RECORDS FOR PROCESSING:
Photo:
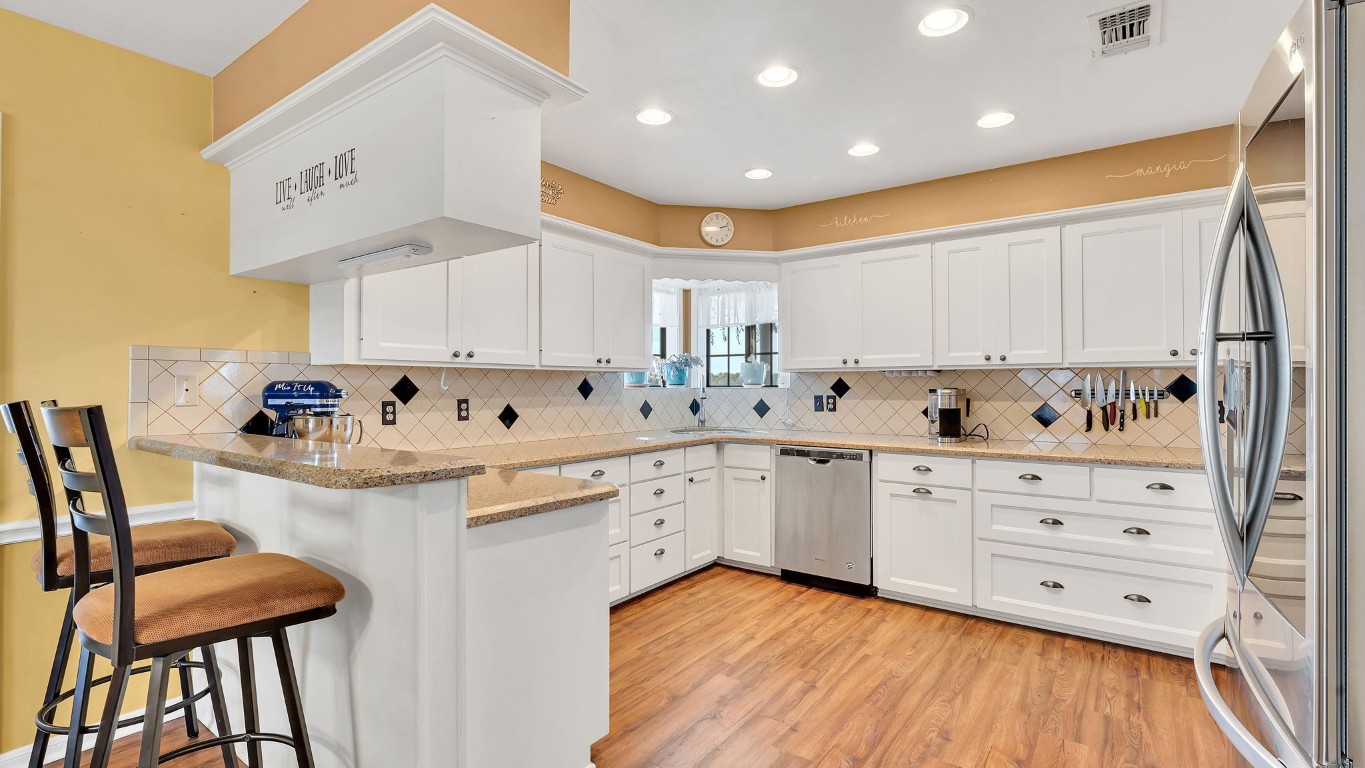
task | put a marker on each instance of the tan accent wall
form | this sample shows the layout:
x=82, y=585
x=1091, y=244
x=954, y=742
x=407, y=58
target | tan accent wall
x=320, y=34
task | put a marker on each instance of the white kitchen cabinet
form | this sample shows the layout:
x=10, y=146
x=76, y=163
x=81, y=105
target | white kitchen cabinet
x=892, y=307
x=1124, y=291
x=594, y=306
x=997, y=300
x=923, y=542
x=814, y=315
x=748, y=516
x=702, y=499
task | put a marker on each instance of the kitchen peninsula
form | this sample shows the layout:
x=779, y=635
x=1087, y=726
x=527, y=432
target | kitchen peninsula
x=474, y=622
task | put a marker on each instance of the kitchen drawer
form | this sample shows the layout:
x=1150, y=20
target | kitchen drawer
x=923, y=469
x=655, y=494
x=1099, y=594
x=1151, y=534
x=655, y=562
x=699, y=457
x=1035, y=478
x=655, y=464
x=748, y=456
x=1152, y=487
x=657, y=524
x=616, y=471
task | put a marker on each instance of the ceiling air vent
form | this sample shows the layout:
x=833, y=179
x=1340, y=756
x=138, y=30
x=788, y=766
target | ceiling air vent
x=1126, y=29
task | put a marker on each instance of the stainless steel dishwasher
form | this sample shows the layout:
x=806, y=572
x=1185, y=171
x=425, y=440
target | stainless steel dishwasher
x=825, y=517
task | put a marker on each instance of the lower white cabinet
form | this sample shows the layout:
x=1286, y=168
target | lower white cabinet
x=748, y=516
x=703, y=505
x=923, y=542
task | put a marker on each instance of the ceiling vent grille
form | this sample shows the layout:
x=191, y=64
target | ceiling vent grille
x=1126, y=29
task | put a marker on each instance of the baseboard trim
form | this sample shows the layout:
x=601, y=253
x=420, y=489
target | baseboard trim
x=23, y=531
x=58, y=744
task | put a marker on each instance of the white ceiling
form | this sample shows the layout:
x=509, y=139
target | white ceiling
x=868, y=75
x=204, y=36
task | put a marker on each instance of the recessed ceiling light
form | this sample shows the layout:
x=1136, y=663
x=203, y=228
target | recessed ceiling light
x=653, y=116
x=945, y=21
x=777, y=77
x=995, y=119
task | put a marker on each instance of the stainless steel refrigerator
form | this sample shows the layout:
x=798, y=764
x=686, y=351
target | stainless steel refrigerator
x=1294, y=690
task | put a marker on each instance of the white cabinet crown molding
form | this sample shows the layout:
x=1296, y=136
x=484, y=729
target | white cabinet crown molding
x=427, y=36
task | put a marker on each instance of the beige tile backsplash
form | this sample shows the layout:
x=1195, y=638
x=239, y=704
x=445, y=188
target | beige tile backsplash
x=549, y=404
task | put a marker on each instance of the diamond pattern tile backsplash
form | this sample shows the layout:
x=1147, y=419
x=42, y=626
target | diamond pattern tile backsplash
x=507, y=405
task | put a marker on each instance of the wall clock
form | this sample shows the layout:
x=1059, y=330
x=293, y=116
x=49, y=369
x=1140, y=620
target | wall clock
x=717, y=228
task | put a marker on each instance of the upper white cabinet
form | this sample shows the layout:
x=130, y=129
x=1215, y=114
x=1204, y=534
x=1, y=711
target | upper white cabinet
x=481, y=311
x=1124, y=291
x=997, y=300
x=594, y=306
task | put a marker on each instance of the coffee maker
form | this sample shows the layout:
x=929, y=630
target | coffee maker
x=949, y=408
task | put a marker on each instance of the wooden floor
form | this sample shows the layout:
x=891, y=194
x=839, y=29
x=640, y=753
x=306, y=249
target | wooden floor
x=733, y=669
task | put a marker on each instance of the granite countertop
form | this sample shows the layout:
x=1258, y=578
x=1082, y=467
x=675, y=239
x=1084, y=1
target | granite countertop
x=325, y=464
x=507, y=495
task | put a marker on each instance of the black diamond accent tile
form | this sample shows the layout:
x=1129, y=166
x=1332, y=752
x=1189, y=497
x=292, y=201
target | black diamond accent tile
x=1182, y=388
x=840, y=388
x=404, y=390
x=1046, y=415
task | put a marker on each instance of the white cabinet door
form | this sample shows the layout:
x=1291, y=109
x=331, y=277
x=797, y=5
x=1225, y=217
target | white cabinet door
x=892, y=307
x=923, y=542
x=621, y=315
x=1124, y=291
x=964, y=296
x=702, y=527
x=568, y=302
x=1028, y=304
x=748, y=516
x=500, y=306
x=404, y=314
x=814, y=315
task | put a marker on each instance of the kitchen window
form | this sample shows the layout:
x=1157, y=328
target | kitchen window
x=729, y=347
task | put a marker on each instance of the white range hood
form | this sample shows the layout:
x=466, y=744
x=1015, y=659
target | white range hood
x=429, y=137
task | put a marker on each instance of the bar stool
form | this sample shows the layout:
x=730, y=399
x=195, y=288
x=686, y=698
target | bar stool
x=163, y=615
x=154, y=547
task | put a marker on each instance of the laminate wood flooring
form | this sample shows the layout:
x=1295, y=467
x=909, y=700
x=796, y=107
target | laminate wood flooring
x=736, y=669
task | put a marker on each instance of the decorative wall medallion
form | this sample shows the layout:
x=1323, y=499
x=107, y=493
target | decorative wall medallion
x=853, y=220
x=1165, y=169
x=550, y=191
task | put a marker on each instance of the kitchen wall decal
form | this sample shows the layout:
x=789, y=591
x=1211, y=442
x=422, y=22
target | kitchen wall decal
x=853, y=220
x=1165, y=169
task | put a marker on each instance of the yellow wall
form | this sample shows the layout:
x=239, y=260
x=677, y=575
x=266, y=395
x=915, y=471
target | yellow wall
x=112, y=232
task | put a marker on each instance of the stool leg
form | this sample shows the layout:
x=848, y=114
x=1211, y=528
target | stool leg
x=109, y=720
x=191, y=719
x=247, y=667
x=159, y=680
x=220, y=705
x=59, y=671
x=292, y=703
x=85, y=673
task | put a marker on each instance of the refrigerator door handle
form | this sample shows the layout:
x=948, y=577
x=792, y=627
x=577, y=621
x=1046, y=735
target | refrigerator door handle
x=1219, y=482
x=1237, y=733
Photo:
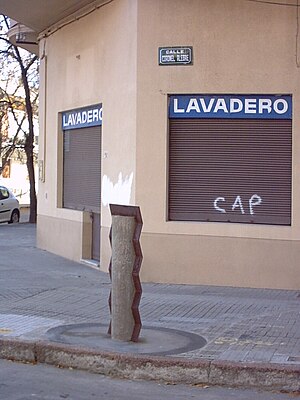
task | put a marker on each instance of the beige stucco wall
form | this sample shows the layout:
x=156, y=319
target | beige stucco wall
x=89, y=61
x=239, y=47
x=111, y=56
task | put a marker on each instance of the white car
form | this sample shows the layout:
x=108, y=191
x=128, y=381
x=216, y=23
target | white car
x=9, y=206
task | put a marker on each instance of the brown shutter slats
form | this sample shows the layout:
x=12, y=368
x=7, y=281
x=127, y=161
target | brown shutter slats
x=226, y=158
x=82, y=169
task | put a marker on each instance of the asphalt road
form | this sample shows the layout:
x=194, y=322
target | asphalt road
x=42, y=382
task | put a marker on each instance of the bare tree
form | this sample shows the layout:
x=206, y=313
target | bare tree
x=19, y=70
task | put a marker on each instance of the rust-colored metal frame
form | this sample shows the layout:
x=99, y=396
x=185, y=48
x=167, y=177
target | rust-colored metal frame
x=131, y=211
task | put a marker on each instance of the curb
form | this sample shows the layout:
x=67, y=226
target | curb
x=168, y=369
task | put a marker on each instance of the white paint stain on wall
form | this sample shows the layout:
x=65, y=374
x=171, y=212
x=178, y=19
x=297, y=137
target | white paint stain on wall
x=117, y=193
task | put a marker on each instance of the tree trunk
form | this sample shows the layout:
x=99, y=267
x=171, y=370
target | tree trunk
x=29, y=143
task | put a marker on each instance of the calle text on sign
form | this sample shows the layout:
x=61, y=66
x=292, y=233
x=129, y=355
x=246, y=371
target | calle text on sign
x=182, y=55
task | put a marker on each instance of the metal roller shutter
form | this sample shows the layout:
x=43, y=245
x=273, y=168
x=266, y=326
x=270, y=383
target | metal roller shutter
x=82, y=169
x=230, y=170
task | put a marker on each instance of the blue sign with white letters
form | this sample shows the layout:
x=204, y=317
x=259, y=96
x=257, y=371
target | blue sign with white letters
x=82, y=117
x=231, y=106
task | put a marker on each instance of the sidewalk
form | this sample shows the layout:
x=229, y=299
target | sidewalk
x=56, y=311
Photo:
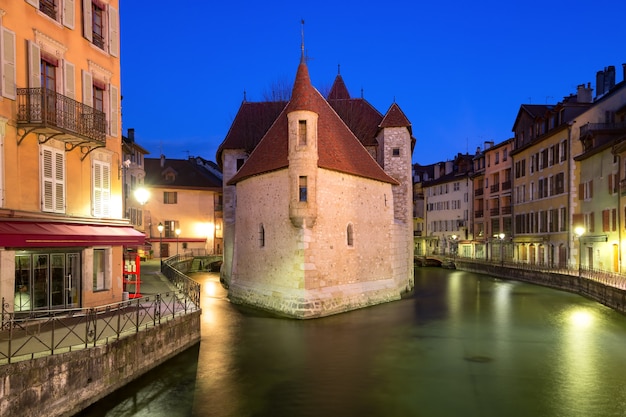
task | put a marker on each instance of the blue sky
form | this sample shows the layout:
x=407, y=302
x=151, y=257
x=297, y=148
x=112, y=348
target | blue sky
x=459, y=70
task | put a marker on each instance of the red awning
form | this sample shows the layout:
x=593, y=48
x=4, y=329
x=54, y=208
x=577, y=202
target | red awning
x=17, y=234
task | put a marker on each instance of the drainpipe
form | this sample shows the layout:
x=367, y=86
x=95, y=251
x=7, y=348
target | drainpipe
x=619, y=209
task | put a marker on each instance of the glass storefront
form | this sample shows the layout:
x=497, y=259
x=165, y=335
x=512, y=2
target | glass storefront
x=47, y=280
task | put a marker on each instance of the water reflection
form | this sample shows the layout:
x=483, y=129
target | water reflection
x=462, y=344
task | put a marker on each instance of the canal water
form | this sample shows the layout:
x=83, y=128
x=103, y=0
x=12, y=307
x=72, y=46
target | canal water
x=461, y=344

PROBLEM TO SOLVE: Copy everything in the material above, from the line containing "task | put a marker on each instance of the coffee" down to the line containing "x=949, y=408", keeping both of those lines.

FINAL ANSWER:
task | put a marker on each instance of the coffee maker
form | this sample shows the layout:
x=929, y=630
target | coffee maker
x=949, y=408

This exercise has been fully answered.